╔══
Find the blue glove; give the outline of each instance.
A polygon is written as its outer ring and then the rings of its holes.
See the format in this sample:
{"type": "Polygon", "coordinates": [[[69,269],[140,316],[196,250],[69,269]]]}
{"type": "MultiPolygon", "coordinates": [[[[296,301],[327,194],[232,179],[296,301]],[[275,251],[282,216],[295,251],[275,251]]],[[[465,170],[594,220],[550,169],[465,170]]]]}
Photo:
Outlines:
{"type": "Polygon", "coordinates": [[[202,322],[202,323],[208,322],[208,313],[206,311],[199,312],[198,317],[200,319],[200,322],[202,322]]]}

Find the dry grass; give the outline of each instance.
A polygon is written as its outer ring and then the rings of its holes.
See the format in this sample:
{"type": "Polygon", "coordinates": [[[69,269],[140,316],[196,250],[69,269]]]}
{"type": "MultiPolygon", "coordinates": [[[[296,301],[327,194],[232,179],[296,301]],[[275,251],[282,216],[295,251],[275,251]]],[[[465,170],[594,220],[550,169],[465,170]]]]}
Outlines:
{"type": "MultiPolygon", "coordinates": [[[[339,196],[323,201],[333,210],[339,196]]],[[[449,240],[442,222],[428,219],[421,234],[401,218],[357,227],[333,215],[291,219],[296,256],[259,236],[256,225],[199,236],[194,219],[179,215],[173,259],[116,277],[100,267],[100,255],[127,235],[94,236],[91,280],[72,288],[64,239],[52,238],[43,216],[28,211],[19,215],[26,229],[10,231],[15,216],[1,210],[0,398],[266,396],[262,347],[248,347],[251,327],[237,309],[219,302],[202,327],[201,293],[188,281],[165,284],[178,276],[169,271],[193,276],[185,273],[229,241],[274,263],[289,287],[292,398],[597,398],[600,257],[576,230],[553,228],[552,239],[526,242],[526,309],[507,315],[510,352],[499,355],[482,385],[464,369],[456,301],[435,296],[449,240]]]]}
╚══
### Exercise goal
Please show every line above that includes the word "Find".

### Task output
Find the blue glove; give the outline of each instance.
Find the dry grass; give the outline of each instance.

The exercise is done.